PROBLEM DESCRIPTION: Your answer should be the complete set of entries, transcribed exactly.

DATA TO USE:
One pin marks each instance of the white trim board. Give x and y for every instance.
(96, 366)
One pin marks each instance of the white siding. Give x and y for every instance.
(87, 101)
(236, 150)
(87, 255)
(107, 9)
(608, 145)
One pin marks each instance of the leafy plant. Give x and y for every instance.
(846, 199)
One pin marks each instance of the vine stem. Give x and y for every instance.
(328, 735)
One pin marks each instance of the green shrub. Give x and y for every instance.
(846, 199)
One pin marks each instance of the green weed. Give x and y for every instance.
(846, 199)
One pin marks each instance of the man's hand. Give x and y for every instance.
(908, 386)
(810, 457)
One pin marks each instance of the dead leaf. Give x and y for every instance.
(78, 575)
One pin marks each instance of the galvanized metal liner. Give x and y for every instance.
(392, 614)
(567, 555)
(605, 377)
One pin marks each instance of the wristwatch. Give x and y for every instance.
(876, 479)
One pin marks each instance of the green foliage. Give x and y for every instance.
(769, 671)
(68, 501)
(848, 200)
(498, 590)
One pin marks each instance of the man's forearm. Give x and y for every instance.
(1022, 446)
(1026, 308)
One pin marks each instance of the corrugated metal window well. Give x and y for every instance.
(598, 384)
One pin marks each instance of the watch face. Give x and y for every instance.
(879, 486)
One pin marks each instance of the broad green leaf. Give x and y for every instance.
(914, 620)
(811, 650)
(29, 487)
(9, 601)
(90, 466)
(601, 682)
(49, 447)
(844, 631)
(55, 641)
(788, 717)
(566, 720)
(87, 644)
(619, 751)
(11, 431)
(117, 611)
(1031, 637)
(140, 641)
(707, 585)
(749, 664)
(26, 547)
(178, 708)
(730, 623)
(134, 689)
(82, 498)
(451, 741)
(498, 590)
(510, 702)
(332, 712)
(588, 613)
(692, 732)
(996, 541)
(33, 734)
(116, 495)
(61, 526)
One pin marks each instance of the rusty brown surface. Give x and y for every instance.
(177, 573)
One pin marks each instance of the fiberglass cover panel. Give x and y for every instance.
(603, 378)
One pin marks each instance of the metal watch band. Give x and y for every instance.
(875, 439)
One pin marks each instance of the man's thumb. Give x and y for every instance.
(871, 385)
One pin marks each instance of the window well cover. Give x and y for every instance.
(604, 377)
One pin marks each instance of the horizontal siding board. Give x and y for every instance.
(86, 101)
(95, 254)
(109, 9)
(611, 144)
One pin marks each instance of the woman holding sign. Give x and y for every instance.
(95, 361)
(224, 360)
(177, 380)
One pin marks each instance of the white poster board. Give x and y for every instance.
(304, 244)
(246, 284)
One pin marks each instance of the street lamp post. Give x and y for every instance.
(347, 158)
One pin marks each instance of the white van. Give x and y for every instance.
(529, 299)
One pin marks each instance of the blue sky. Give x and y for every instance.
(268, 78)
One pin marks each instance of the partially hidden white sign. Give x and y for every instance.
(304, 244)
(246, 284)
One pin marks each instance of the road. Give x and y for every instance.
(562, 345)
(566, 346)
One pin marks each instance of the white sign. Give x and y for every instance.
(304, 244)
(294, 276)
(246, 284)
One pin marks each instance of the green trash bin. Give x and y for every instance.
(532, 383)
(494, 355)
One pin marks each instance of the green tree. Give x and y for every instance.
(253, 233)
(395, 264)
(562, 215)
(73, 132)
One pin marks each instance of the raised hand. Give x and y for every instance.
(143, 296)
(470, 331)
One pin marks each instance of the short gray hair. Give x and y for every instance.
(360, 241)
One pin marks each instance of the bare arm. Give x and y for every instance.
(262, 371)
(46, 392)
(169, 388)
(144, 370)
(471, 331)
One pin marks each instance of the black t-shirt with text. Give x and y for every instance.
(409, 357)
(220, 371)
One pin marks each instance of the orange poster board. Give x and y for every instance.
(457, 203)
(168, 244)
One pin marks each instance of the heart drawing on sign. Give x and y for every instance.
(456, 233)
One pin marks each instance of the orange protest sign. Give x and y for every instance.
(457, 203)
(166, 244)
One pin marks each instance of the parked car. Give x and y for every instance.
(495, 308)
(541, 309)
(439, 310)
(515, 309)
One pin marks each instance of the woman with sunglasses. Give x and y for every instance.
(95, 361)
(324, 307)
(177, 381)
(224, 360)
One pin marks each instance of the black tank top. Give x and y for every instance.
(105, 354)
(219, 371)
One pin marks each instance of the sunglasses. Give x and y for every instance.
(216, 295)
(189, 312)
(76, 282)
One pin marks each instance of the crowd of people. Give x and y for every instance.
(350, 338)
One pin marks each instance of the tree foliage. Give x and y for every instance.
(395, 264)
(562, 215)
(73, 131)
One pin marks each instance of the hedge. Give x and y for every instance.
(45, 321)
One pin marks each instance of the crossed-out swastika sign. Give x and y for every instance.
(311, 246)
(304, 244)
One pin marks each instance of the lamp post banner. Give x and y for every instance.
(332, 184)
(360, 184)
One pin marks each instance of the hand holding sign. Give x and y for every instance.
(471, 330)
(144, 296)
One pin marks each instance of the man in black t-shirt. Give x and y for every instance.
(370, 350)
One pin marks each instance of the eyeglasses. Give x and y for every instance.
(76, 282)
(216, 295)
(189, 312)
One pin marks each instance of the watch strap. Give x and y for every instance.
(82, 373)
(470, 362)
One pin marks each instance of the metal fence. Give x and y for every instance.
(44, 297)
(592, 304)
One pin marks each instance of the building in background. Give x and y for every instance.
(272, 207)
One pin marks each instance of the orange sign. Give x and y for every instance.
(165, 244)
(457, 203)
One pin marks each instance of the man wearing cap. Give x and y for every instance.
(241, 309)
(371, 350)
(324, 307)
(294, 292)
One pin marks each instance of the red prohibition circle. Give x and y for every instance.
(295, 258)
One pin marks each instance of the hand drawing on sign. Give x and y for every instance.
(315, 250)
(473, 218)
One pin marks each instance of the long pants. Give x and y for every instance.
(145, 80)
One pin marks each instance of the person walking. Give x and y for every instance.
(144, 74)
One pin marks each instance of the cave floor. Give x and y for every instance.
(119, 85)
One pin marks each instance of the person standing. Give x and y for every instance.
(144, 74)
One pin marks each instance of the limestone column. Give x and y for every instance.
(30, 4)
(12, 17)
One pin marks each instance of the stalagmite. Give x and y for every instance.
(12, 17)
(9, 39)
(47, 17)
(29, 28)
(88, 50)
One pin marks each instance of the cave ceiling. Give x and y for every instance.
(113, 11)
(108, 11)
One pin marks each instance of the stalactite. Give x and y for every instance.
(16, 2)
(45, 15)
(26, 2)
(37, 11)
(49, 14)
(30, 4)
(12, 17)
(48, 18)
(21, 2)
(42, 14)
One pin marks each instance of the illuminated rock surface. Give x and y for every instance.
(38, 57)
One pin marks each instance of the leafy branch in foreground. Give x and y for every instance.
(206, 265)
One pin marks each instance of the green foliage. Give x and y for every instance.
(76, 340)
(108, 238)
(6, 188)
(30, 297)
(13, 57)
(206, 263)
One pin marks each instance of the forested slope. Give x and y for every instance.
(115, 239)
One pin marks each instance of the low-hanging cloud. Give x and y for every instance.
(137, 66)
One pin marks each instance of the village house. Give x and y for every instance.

RESPONSE AREA:
One pin marks each instance of the white trim board. Give x and y for every instance.
(96, 366)
One pin marks each instance of the white siding. Give x and y for every instance.
(87, 101)
(236, 150)
(87, 255)
(107, 9)
(608, 145)
One pin marks each instance of the leafy plant. Give x and y for every instance.
(846, 199)
One pin marks each instance of the vine stem. Give x and y for every instance.
(328, 735)
One pin marks each instance of the green shrub. Give x and y for every instance.
(846, 199)
One pin marks each instance of the green weed. Give x and y for every instance.
(846, 199)
One pin marks each instance of the man's hand. Give x and y for every instance.
(908, 386)
(810, 457)
One pin marks each instance of the dead leaf. Give x and y for every instance.
(78, 575)
One pin marks each instance of the galvanized metal liner. Give x and y for every instance.
(392, 614)
(567, 555)
(605, 377)
One pin marks each instance of the wristwatch. Give x and y for every instance.
(876, 479)
One pin marks each instance of the green foliage. Give x and y for every instance.
(769, 671)
(68, 501)
(848, 200)
(498, 590)
One pin marks each instance of the man's forearm. Give x and y for every instance.
(1022, 446)
(1026, 308)
One pin marks each instance of the corrugated metal window well. Give x and y for every instance.
(598, 384)
One pin marks each instance of the watch face. Give x and y for every instance.
(879, 486)
One pin marks each instance of the broad green leaf. Give x and y for every instance.
(914, 620)
(811, 650)
(29, 487)
(9, 601)
(90, 466)
(601, 682)
(49, 447)
(844, 631)
(55, 641)
(788, 717)
(566, 720)
(87, 644)
(619, 751)
(11, 431)
(117, 611)
(1031, 637)
(140, 641)
(707, 585)
(749, 664)
(26, 547)
(178, 708)
(730, 623)
(134, 689)
(82, 498)
(451, 741)
(498, 590)
(510, 702)
(332, 712)
(588, 613)
(692, 732)
(996, 541)
(33, 734)
(116, 495)
(61, 526)
One pin marks each instance of the rusty brown surface. Give x and y for every instance.
(177, 573)
One pin marks each instance of the fiberglass cover panel. Give x and y for every instance.
(603, 378)
One pin marks each instance of the metal watch band. Give x and y for every instance.
(875, 439)
One pin marks each instance of the man's thumb. Give x and y for every instance.
(871, 385)
One pin marks each instance of the window well cover. Give x and y for every instance.
(604, 377)
One pin marks each instance of the horizontal siding board. Give x and y for every instance.
(86, 101)
(95, 254)
(109, 9)
(611, 144)
One pin marks each instance of the woman holding sign. Give x and y for every instance.
(95, 361)
(224, 360)
(177, 380)
One pin marks each instance of the white poster board. Give x and y for every instance.
(304, 244)
(246, 284)
One pin marks each instance of the street lamp post. Give x and y for every instance.
(347, 158)
One pin marks each instance of the white van. Give x and y for every instance.
(529, 299)
One pin marks each instance of the blue sky. Give x and y for every instance.
(268, 78)
One pin marks each instance of the partially hidden white sign. Give x and y for every instance.
(304, 244)
(246, 284)
One pin marks each instance of the road. Give x and y for every instance.
(562, 345)
(566, 346)
One pin marks each instance of the white sign. Give x and y for every instance.
(304, 244)
(294, 276)
(246, 284)
One pin marks each instance of the green trash bin. Give x and y for every instance.
(532, 383)
(494, 355)
One pin marks each instance of the green tree. Give x and y for every instance.
(253, 233)
(395, 264)
(562, 215)
(73, 132)
One pin marks each instance of the raised hand. Give x and y for every instance.
(143, 296)
(470, 331)
One pin marks each instance of the short gray hair. Give x and y for every instance.
(360, 241)
One pin marks each instance of the bare arm. Give x and y for every instance.
(262, 371)
(46, 392)
(169, 388)
(144, 370)
(471, 331)
One pin marks each instance of the black t-shirt with text. Give x and y for every instance.
(409, 357)
(220, 371)
One pin marks each instance of the orange poster board. Give x and y for every instance.
(457, 203)
(168, 244)
One pin marks each instance of the heart drawing on sign. Give x and y for every instance.
(456, 233)
One pin marks each instance of the orange protest sign. Give x and y for every instance.
(457, 203)
(166, 244)
One pin marks each instance of the parked car. Give x and y for every instance.
(495, 308)
(541, 309)
(439, 310)
(515, 309)
One pin marks each instance of the woman with sunglasses. Give x and y for every instance.
(95, 361)
(324, 307)
(177, 381)
(224, 360)
One pin marks each instance of the black tank top. Give x and y for every instance.
(105, 354)
(219, 371)
One pin marks each instance of the sunglasses. Give x and y for every instance.
(216, 295)
(189, 312)
(76, 282)
One pin marks each instance of the crowd of people. Give x and y for every instance.
(350, 338)
One pin marks each instance of the tree foliage. Give x and y for every instance.
(395, 264)
(562, 215)
(73, 131)
One pin marks each instance of the hedge. Give x and y for every instance.
(45, 321)
One pin marks each instance of the crossed-out swastika sign. Give x and y for every instance.
(311, 246)
(304, 244)
One pin marks each instance of the lamp post banner. Give x and y for every instance.
(332, 184)
(360, 184)
One pin marks each instance of the hand holding sign. Give x and y for every instance.
(471, 330)
(144, 296)
One pin marks each instance of the man in black t-shirt. Give x and y for every instance.
(370, 350)
One pin marks each instance of the eyeglasses. Give x and y for every instance.
(76, 282)
(216, 295)
(189, 312)
One pin marks each instance of the watch strap. Give x and y for every instance.
(82, 373)
(470, 362)
One pin marks each instance of the metal fence. Give x and y for every instance.
(44, 297)
(592, 304)
One pin marks each instance of the building in background. Give x and y for every instance.
(272, 207)
One pin marks each instance of the orange sign. Give x and y for every instance.
(165, 244)
(457, 203)
One pin marks each instance of the man wearing cap. Give x and y for every instance.
(241, 309)
(371, 350)
(324, 307)
(294, 292)
One pin marks each instance of the red prohibition circle. Give x and y for every instance.
(295, 258)
One pin marks each instance of the hand drawing on sign. Give x and y for every instance.
(315, 250)
(473, 218)
One pin marks each instance of the long pants. Give x and y for every instance.
(145, 80)
One pin marks each instance of the person walking. Give x and y for every instance.
(144, 74)
One pin marks each instance of the cave floor. Give x and y for every instance.
(119, 85)
One pin marks each instance of the person standing. Give x and y for every instance.
(144, 74)
One pin marks each instance of the limestone column. Give x and y for every instance.
(30, 4)
(12, 17)
One pin marks each instance of the stalagmite. Give x and y for every instance.
(12, 17)
(9, 39)
(47, 17)
(29, 28)
(88, 50)
One pin marks each instance of the cave ceiling. Give x and y for every instance.
(113, 11)
(108, 11)
One pin marks each instance of the stalactite. Give x and y for every instance.
(16, 2)
(45, 15)
(26, 2)
(37, 11)
(49, 14)
(30, 4)
(12, 17)
(48, 18)
(21, 2)
(42, 14)
One pin marks each instance of the illuminated rock surface. Give x and y for every instance.
(38, 57)
One pin marks each instance of the leafy branch in foreground. Give x and y for every instance.
(206, 265)
One pin marks each instance of the green foliage. Give x and y for every instance.
(76, 340)
(108, 238)
(6, 188)
(30, 297)
(13, 57)
(206, 263)
One pin marks each instance of the forested slope. Give x and y for every instance.
(115, 239)
One pin marks each instance of the low-hanging cloud. Give x and y for every instance.
(137, 66)
One pin marks each instance of the village house. Give x and y for every instance.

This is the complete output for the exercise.